[start of DATA FOR THIS EXERCISE]

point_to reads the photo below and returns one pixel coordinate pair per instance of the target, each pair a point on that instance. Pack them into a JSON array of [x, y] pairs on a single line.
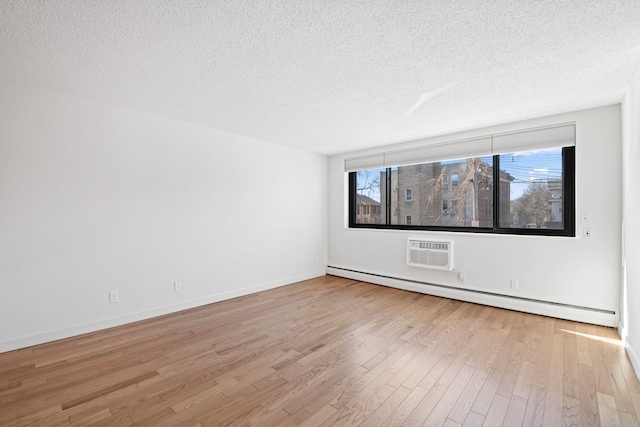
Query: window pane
[[455, 193], [369, 210], [531, 189]]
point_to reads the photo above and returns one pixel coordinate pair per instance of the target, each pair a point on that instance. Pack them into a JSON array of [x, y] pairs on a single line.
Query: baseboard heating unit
[[576, 313]]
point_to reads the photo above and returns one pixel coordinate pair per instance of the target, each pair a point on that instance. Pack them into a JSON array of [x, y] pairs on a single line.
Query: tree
[[533, 206], [368, 181]]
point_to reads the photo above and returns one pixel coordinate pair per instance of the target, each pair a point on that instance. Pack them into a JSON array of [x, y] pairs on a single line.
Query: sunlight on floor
[[596, 338]]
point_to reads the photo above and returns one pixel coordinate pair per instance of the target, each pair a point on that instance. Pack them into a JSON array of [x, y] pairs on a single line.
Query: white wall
[[576, 271], [630, 328], [95, 198]]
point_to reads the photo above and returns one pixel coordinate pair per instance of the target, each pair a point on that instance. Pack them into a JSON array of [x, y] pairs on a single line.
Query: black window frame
[[568, 206]]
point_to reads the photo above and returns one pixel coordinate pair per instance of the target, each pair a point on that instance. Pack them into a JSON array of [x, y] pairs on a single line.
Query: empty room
[[319, 213]]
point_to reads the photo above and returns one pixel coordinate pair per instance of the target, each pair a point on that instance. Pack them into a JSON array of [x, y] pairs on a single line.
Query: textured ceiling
[[327, 75]]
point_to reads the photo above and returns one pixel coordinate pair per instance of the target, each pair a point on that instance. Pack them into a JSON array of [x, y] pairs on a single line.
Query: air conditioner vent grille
[[436, 254]]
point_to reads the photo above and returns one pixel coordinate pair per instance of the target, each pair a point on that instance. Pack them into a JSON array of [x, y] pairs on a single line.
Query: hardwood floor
[[327, 352]]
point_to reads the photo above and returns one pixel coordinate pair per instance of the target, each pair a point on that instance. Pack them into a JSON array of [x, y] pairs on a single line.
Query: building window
[[523, 192]]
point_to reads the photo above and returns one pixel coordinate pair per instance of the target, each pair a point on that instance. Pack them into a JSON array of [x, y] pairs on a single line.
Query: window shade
[[534, 139], [561, 136]]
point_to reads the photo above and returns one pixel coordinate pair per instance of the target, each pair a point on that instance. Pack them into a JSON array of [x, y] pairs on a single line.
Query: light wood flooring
[[327, 352]]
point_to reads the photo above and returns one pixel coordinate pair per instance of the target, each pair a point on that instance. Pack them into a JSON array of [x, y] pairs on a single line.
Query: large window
[[520, 192]]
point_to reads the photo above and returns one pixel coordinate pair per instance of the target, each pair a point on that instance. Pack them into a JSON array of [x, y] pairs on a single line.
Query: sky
[[525, 167]]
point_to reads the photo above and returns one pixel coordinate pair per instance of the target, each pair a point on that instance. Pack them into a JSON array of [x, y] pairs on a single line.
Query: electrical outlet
[[114, 296]]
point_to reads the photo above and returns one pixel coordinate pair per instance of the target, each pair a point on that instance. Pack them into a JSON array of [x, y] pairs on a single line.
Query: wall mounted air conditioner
[[429, 253]]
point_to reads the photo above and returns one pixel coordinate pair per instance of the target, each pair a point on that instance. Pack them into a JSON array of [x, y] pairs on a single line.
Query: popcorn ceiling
[[327, 76]]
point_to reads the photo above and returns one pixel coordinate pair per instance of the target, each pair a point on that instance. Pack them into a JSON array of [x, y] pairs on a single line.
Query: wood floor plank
[[327, 351], [608, 410]]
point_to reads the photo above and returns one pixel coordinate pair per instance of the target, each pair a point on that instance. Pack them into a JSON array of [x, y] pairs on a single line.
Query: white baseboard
[[48, 336], [633, 357], [544, 308]]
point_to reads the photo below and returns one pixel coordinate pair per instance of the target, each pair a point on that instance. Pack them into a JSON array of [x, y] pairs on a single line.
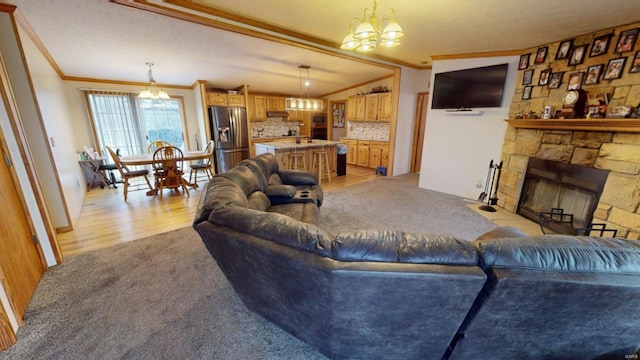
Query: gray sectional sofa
[[394, 295]]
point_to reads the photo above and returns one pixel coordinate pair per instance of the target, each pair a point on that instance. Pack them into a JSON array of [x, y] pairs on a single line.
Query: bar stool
[[293, 161], [321, 159]]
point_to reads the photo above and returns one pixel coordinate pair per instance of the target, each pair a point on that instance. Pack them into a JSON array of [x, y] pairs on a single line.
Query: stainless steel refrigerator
[[230, 133]]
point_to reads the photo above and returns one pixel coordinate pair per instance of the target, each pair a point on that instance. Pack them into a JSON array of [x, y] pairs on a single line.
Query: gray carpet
[[163, 297]]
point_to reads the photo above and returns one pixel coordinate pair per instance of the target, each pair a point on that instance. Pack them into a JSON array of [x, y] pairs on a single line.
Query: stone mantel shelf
[[618, 125]]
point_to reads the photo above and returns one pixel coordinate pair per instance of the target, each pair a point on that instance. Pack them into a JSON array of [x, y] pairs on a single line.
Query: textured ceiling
[[103, 40]]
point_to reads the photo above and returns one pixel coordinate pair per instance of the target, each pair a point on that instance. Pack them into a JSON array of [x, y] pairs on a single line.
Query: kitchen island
[[282, 150]]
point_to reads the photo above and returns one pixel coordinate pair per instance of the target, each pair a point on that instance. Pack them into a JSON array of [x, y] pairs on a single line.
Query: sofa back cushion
[[258, 172], [561, 253], [219, 192], [276, 227], [398, 246], [547, 294], [258, 201], [244, 177], [268, 163]]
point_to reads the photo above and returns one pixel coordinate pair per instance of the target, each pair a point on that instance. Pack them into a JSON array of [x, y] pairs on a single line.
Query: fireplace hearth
[[551, 188]]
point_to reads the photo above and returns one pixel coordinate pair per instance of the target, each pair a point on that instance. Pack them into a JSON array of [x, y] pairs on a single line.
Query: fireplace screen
[[552, 185]]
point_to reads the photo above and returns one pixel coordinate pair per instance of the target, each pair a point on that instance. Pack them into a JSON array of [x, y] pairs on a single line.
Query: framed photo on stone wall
[[577, 55], [600, 45], [524, 62], [555, 80], [527, 77], [593, 74], [541, 55], [635, 65], [564, 50], [614, 69], [575, 81], [544, 77], [627, 40]]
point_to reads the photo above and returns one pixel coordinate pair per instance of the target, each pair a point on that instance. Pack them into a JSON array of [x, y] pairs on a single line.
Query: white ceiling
[[99, 39]]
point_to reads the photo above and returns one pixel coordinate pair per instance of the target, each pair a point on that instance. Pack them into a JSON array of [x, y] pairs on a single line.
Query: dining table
[[147, 159]]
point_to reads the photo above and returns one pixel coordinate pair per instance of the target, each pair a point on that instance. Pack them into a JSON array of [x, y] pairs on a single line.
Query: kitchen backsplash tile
[[273, 127], [368, 131]]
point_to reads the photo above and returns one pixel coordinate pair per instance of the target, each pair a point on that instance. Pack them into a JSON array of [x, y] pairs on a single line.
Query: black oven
[[319, 126], [319, 120]]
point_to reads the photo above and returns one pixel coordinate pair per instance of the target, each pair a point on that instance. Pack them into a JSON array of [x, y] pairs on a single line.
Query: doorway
[[336, 121], [420, 122]]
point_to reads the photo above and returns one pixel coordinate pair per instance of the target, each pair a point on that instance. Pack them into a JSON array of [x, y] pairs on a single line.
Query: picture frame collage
[[575, 55]]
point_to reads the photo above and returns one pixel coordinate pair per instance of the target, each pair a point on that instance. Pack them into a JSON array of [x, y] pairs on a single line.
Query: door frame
[[419, 125]]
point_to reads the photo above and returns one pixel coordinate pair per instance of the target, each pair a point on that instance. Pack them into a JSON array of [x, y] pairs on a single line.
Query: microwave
[[319, 119]]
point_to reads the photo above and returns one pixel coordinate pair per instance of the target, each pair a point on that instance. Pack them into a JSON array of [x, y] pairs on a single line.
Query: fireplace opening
[[552, 187]]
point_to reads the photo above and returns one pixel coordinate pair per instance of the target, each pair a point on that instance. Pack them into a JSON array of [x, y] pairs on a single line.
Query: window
[[122, 121]]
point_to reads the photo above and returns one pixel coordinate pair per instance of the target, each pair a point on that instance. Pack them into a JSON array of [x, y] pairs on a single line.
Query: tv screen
[[469, 88]]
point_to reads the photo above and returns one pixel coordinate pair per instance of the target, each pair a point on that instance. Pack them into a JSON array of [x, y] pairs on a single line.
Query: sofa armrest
[[293, 177], [502, 232]]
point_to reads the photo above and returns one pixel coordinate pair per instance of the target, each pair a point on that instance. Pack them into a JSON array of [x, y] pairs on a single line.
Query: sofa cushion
[[561, 253], [297, 177], [275, 227], [275, 179], [398, 246], [305, 212], [283, 191], [258, 201], [244, 177]]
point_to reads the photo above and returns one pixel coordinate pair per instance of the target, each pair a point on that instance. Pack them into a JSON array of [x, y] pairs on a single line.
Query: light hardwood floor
[[106, 220]]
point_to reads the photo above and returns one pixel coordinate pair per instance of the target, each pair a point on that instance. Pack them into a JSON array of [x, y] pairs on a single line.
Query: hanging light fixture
[[152, 92], [300, 103], [369, 33]]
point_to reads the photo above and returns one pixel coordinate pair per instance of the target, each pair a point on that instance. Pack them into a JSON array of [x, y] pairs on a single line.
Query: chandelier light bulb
[[369, 33]]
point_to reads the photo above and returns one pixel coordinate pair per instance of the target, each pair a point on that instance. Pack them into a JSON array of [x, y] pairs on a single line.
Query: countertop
[[303, 144], [271, 138]]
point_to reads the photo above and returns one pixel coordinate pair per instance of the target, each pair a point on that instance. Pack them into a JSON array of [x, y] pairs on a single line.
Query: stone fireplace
[[617, 153], [571, 189]]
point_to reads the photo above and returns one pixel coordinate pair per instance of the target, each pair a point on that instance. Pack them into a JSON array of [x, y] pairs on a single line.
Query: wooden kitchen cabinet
[[371, 108], [350, 113], [236, 100], [275, 103], [378, 154], [378, 107], [384, 106], [220, 99], [216, 99], [260, 107], [360, 107], [363, 153], [304, 117], [251, 108], [355, 108], [352, 151]]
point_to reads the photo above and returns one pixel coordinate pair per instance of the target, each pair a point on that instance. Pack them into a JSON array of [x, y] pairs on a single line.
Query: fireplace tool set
[[491, 187]]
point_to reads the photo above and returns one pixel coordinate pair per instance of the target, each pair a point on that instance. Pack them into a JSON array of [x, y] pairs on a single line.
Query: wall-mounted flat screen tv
[[480, 87]]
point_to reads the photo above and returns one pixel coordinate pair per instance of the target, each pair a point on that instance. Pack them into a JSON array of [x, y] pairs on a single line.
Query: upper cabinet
[[371, 107], [220, 99], [275, 103], [259, 110]]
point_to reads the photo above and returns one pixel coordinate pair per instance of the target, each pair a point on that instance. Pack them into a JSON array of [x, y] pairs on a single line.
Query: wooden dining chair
[[127, 174], [155, 145], [206, 165], [168, 169]]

[end of DATA FOR THIS EXERCISE]

WHAT NEEDS TO BE DONE:
Report every line in the entries above that contains the word "cabinet".

FULL RESPONSE:
Query: wooden kitchen cabinet
Query: upper cabinet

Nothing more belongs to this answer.